#### JOB:
Could you write out all of these items again, requests included, leaving out the pictures, with every coordinate in the answers multiplied by 2.35 and rounded to a whole number, halves rounded up?
============
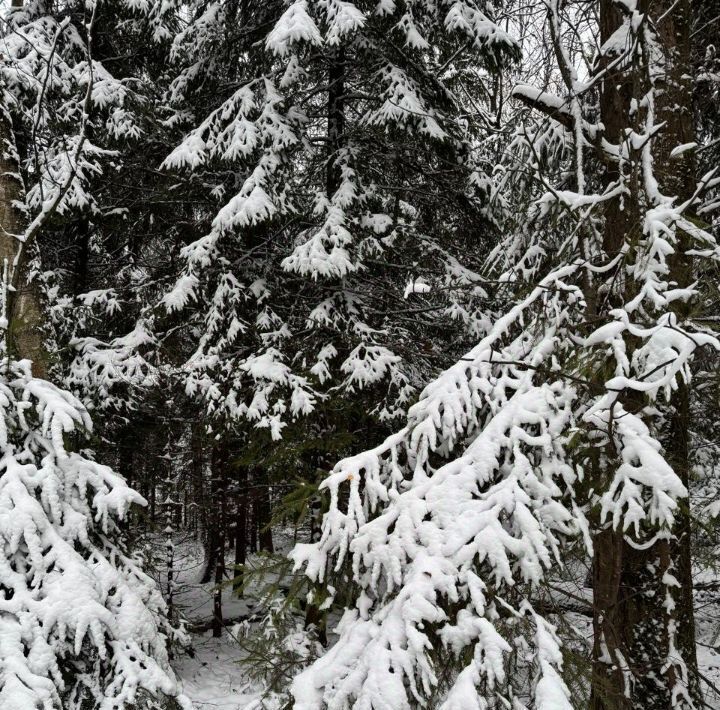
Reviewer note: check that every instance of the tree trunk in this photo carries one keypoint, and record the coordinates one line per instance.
(219, 465)
(632, 625)
(240, 530)
(23, 311)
============
#### SOLUTION:
Reviewer note: check that every instance of the tree trunk in this photo carries one keypoint, and record the coordinates one line per instance.
(515, 1093)
(1485, 1469)
(564, 1246)
(54, 731)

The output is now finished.